TASK DESCRIPTION: Extract every line of the items that contains the string "rear", matching case exactly.

··· RECORDS PROVIDED ···

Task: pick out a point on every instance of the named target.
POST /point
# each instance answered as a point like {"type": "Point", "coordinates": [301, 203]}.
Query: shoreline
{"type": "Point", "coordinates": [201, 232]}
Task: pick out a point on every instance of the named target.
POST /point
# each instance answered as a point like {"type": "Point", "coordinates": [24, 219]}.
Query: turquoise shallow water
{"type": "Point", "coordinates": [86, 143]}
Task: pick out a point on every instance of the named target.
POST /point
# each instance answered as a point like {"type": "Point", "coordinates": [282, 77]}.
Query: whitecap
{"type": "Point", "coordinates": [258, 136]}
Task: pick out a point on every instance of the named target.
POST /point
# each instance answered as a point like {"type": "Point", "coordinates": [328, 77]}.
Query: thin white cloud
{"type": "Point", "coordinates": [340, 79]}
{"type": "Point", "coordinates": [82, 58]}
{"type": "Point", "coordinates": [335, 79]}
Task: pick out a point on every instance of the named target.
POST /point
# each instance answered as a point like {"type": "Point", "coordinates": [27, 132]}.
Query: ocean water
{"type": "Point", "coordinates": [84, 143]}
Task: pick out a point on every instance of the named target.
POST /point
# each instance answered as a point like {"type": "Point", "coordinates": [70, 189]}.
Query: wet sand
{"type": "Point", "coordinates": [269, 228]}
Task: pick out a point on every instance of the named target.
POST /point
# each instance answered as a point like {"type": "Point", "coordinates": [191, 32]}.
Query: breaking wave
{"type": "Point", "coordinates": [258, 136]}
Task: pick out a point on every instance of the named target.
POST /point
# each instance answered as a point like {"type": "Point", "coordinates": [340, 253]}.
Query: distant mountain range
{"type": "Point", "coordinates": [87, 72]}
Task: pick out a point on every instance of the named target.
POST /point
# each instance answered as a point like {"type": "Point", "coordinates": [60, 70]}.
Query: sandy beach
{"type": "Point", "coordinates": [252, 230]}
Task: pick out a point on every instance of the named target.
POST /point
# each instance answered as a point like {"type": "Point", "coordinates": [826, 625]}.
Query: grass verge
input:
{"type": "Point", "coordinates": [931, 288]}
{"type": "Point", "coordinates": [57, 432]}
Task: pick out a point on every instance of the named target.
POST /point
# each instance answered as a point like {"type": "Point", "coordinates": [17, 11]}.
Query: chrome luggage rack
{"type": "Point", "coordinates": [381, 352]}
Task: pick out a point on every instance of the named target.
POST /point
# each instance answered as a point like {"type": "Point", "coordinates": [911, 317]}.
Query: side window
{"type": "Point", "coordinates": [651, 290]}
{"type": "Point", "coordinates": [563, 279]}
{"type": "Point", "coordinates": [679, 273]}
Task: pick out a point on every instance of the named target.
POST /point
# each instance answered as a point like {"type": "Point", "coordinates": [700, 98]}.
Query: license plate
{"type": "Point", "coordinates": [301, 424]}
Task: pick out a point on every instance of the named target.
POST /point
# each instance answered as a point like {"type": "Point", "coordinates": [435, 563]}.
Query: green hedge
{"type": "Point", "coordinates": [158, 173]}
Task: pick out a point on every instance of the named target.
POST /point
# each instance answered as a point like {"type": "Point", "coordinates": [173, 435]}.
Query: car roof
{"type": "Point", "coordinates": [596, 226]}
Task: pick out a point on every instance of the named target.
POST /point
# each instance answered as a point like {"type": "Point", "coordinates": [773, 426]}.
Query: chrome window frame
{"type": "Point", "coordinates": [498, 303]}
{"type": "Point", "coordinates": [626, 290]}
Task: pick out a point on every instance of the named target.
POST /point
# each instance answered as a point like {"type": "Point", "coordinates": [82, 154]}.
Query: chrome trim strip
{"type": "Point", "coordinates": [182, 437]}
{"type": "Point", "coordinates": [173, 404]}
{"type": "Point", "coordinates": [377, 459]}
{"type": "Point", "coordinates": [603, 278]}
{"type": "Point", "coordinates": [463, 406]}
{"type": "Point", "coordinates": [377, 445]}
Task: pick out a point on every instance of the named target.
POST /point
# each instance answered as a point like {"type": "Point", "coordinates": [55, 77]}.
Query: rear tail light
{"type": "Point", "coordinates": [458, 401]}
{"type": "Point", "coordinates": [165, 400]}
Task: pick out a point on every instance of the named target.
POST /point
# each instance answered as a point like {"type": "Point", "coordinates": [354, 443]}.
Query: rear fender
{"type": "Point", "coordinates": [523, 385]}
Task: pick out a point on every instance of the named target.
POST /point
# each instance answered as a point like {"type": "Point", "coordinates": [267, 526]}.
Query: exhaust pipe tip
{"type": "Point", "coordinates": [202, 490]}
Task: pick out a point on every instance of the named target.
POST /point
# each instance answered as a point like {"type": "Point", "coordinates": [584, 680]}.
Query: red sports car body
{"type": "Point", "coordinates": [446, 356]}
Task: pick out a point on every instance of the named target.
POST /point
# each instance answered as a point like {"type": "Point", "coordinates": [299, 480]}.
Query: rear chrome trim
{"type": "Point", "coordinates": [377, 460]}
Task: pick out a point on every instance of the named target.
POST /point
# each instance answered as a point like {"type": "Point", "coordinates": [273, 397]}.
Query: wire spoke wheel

···

ANSWER TO THE PROBLEM:
Query: rear tail light
Query: rear fender
Query: rear chrome trim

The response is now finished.